(Stored entries)
[Start of section]

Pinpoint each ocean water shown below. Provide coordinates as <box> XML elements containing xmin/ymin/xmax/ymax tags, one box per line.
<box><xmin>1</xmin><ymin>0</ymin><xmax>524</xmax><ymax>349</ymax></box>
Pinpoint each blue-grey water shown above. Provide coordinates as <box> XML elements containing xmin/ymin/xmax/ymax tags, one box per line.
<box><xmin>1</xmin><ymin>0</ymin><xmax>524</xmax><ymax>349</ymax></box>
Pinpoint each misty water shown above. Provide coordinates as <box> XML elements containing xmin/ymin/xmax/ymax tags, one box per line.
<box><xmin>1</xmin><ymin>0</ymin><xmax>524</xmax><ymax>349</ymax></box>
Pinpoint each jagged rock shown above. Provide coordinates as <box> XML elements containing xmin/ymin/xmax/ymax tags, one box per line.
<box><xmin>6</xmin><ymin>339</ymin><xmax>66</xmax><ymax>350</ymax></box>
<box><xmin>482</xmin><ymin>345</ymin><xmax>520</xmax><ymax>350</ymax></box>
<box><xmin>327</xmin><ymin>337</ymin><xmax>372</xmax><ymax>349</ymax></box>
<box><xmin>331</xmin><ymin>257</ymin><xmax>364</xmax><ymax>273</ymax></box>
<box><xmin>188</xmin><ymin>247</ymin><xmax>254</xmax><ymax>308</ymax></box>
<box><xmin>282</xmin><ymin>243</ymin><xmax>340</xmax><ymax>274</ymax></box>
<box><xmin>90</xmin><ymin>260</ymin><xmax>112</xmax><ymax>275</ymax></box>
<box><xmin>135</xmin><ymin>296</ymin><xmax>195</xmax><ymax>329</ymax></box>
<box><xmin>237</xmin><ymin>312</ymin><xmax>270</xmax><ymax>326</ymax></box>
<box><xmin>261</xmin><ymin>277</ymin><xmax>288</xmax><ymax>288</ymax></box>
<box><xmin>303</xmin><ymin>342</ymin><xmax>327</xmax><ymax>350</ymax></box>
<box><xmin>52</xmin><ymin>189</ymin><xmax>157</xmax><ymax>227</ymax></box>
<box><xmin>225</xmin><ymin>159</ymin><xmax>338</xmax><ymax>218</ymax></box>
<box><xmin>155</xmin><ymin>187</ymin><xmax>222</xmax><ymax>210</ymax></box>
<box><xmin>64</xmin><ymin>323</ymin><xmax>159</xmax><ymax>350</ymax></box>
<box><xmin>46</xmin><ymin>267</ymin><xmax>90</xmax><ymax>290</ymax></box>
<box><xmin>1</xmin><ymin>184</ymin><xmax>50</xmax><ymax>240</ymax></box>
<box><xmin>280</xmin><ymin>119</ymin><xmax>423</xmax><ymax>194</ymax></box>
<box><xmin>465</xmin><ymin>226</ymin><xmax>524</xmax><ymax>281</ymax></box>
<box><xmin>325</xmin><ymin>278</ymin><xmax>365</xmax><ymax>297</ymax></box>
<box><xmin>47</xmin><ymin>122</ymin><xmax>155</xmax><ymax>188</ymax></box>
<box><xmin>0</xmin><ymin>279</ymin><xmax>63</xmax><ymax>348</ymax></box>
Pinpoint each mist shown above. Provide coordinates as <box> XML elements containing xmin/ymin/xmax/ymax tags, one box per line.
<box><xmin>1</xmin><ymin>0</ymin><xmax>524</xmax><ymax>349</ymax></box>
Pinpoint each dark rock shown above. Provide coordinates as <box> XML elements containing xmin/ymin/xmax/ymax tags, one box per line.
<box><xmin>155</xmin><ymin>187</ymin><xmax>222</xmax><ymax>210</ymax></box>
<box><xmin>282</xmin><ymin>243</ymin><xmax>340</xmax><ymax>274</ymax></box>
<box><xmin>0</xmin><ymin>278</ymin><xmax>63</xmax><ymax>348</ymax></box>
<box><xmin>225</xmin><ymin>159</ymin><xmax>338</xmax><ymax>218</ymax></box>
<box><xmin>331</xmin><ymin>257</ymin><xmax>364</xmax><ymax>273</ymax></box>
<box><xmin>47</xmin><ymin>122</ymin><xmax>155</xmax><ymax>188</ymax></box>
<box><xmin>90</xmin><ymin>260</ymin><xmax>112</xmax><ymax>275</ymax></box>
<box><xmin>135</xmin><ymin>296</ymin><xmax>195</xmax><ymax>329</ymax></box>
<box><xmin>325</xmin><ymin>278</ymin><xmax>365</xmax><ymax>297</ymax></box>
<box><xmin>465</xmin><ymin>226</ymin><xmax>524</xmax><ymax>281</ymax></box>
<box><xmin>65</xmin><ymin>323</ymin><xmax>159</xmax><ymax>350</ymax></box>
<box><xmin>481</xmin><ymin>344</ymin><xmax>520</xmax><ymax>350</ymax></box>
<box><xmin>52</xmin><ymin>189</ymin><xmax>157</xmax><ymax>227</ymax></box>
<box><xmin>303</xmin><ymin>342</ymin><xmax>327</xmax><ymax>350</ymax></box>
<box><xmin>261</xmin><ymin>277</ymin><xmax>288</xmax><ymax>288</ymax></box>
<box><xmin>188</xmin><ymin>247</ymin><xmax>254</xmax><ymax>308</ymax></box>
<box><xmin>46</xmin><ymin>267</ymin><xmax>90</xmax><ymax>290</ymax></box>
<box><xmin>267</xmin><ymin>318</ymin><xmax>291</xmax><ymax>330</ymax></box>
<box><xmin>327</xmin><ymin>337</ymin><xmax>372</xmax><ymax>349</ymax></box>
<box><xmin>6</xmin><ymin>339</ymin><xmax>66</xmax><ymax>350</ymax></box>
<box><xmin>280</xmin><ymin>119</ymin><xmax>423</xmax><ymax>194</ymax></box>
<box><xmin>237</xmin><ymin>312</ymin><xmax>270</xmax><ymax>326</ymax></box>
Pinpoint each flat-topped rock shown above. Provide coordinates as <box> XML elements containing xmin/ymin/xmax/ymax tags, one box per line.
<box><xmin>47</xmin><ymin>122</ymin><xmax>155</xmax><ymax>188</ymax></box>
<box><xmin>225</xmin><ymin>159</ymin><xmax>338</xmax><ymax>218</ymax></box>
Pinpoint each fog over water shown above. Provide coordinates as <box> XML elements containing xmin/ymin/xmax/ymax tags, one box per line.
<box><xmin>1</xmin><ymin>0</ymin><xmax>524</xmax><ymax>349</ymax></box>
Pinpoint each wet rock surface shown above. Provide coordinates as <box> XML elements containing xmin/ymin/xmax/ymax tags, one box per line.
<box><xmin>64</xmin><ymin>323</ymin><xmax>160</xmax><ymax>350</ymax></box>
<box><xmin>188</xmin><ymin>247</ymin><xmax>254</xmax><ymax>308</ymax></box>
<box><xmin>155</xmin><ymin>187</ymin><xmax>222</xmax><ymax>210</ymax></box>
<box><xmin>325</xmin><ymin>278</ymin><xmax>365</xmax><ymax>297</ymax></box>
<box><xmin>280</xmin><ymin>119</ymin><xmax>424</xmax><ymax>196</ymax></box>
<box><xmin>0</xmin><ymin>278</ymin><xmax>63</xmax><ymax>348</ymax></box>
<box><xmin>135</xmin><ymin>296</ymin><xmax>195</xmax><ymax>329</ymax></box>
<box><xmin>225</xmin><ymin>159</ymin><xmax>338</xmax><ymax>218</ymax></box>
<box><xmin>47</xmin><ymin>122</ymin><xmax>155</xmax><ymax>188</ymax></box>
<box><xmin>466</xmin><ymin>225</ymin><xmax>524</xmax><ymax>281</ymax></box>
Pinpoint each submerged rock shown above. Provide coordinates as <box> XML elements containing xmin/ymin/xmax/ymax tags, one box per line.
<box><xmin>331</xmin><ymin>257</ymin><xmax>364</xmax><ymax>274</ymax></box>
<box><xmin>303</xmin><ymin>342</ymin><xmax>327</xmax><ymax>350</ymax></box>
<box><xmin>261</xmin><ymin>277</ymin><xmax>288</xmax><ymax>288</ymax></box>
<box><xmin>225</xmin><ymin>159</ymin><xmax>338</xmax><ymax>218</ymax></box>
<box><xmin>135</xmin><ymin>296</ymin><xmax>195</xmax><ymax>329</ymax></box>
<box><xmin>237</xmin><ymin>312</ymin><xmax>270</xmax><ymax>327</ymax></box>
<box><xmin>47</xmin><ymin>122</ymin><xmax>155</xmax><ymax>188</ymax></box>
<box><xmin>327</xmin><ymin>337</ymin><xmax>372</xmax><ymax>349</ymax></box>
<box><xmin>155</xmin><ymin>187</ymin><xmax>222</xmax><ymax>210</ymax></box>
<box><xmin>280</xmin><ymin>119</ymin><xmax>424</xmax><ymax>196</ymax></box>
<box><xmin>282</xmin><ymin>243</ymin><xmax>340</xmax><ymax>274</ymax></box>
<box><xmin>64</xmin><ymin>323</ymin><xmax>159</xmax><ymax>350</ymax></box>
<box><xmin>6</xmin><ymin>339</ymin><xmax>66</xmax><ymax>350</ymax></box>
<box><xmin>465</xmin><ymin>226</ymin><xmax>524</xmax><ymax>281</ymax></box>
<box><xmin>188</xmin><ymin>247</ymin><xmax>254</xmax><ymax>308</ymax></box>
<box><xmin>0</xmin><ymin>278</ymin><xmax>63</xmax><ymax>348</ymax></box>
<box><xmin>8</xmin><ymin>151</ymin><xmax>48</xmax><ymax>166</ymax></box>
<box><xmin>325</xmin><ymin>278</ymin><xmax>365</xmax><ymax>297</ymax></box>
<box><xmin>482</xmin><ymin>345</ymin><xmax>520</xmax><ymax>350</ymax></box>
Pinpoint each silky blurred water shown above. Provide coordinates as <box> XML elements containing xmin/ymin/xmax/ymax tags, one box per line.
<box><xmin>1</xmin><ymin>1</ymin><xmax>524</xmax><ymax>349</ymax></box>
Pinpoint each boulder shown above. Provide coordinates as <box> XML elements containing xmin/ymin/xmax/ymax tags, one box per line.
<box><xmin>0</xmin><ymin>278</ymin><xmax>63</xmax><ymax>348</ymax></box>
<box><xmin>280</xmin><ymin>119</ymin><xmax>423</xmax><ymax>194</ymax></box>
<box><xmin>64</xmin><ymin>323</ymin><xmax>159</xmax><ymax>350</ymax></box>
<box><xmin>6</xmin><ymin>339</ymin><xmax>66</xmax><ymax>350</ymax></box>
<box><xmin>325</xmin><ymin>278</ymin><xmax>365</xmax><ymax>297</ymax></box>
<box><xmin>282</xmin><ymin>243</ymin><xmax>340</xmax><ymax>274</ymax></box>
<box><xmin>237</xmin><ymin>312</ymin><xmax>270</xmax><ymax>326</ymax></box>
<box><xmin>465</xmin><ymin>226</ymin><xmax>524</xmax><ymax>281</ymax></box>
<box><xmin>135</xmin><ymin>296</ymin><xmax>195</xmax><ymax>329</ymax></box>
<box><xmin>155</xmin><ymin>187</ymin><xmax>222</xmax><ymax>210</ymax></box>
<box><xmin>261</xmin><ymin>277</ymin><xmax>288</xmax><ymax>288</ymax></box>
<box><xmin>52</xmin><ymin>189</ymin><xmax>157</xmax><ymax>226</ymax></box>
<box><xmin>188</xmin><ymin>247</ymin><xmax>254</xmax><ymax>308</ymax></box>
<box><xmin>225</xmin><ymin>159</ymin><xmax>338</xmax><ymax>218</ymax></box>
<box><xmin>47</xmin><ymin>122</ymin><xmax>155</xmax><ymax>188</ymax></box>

[End of section]

What's needed is a word-for-word copy of the lines from the one holding "Pinpoint each boulder" through the final line of the data.

— ANSWER BELOW —
Pinpoint each boulder shown above. Provide coordinates as <box> XML elements containing xmin/ymin/xmax/ymax tags, one box per line.
<box><xmin>0</xmin><ymin>278</ymin><xmax>63</xmax><ymax>348</ymax></box>
<box><xmin>280</xmin><ymin>119</ymin><xmax>423</xmax><ymax>194</ymax></box>
<box><xmin>64</xmin><ymin>323</ymin><xmax>159</xmax><ymax>350</ymax></box>
<box><xmin>6</xmin><ymin>339</ymin><xmax>66</xmax><ymax>350</ymax></box>
<box><xmin>325</xmin><ymin>278</ymin><xmax>365</xmax><ymax>297</ymax></box>
<box><xmin>282</xmin><ymin>243</ymin><xmax>340</xmax><ymax>274</ymax></box>
<box><xmin>237</xmin><ymin>312</ymin><xmax>270</xmax><ymax>326</ymax></box>
<box><xmin>465</xmin><ymin>226</ymin><xmax>524</xmax><ymax>281</ymax></box>
<box><xmin>135</xmin><ymin>296</ymin><xmax>195</xmax><ymax>329</ymax></box>
<box><xmin>155</xmin><ymin>187</ymin><xmax>222</xmax><ymax>210</ymax></box>
<box><xmin>261</xmin><ymin>277</ymin><xmax>288</xmax><ymax>288</ymax></box>
<box><xmin>52</xmin><ymin>189</ymin><xmax>157</xmax><ymax>226</ymax></box>
<box><xmin>188</xmin><ymin>247</ymin><xmax>254</xmax><ymax>308</ymax></box>
<box><xmin>225</xmin><ymin>159</ymin><xmax>338</xmax><ymax>218</ymax></box>
<box><xmin>47</xmin><ymin>122</ymin><xmax>155</xmax><ymax>188</ymax></box>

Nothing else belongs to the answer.